**Objective:**
Count the lines in the records below that contain the word "runner", treating uppercase and lowercase letters as different, and reply with that number alone.

**Provided material:**

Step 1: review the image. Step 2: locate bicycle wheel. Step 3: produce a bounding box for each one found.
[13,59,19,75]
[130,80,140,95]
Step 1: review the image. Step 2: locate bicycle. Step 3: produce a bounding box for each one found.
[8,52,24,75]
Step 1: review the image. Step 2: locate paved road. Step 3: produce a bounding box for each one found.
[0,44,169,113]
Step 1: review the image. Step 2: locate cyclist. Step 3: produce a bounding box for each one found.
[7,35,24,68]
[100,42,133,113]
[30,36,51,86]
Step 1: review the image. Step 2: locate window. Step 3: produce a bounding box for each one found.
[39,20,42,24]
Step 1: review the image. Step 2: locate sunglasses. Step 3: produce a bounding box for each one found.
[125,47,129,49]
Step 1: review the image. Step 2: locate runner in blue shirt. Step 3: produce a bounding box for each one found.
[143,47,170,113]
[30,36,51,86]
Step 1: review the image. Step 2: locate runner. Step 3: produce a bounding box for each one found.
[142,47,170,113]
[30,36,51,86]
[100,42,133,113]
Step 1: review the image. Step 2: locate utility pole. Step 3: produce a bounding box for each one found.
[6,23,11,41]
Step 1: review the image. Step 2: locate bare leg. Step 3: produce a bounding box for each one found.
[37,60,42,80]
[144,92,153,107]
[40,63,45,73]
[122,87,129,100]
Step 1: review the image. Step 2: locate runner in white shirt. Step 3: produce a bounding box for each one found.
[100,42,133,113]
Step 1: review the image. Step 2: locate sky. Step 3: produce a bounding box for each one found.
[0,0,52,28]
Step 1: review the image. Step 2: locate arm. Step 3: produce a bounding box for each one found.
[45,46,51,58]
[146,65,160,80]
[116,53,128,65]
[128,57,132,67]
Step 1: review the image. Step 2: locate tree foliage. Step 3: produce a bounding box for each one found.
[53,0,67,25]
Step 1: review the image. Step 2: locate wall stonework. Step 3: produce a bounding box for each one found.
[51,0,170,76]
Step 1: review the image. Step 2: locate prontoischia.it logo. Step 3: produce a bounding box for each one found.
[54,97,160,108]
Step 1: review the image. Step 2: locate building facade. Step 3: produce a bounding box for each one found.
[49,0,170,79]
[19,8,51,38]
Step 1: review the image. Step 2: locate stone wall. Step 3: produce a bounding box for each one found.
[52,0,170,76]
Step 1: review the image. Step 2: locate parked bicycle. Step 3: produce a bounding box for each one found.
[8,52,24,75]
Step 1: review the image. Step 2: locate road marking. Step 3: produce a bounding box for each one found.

**Solution for this task:**
3